[Start of Attachment]
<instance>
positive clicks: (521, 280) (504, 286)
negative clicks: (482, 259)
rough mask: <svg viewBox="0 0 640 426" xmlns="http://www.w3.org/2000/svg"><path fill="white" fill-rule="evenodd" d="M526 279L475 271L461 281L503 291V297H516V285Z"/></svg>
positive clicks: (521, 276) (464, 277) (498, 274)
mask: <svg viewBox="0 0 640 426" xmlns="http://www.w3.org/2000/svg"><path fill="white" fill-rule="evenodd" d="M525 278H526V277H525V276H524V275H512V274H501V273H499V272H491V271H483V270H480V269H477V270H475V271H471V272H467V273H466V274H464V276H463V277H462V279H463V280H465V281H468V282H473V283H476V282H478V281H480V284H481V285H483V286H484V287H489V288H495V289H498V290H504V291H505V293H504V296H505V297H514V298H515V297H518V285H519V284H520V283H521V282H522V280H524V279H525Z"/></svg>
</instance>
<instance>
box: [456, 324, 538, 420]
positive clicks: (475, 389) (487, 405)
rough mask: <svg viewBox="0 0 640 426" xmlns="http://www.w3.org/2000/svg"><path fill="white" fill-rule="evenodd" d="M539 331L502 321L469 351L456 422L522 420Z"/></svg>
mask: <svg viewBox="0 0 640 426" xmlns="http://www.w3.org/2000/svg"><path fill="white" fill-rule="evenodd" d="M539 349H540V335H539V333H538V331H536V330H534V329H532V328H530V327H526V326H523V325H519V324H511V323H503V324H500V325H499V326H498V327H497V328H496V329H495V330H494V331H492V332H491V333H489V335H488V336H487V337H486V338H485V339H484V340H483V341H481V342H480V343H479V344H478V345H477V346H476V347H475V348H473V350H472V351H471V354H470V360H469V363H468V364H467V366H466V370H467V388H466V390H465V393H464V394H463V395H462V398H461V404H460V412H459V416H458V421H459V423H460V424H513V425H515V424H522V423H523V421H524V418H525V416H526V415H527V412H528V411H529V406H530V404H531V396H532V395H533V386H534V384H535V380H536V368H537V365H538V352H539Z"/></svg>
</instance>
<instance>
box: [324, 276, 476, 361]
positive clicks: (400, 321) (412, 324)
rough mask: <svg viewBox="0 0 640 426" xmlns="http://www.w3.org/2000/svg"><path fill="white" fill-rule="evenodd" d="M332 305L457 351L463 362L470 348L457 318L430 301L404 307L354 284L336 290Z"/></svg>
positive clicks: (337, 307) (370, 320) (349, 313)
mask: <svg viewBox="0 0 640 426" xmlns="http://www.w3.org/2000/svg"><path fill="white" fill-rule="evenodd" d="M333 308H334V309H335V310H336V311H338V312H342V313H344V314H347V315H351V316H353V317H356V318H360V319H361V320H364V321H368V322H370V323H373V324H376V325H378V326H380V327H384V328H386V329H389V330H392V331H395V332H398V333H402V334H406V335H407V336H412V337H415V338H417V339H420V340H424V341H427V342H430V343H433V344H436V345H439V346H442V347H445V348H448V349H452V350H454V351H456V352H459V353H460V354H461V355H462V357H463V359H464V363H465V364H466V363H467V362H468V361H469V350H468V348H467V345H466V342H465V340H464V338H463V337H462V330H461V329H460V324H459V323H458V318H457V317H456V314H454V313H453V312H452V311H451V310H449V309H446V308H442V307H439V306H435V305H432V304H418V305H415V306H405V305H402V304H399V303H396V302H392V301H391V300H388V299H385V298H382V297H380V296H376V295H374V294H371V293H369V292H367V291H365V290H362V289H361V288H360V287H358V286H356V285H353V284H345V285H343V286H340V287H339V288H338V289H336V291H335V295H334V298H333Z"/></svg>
[End of Attachment]
= EXERCISE DIRECTIONS =
Only one span is wanted. It runs from the first line of the listing through the line with "279L475 271L461 281L503", and each line must match exactly.

= EXERCISE OUTPUT =
<instance>
positive clicks: (521, 280) (504, 286)
negative clicks: (482, 259)
rough mask: <svg viewBox="0 0 640 426" xmlns="http://www.w3.org/2000/svg"><path fill="white" fill-rule="evenodd" d="M526 279L475 271L461 281L503 291V297H516V285Z"/></svg>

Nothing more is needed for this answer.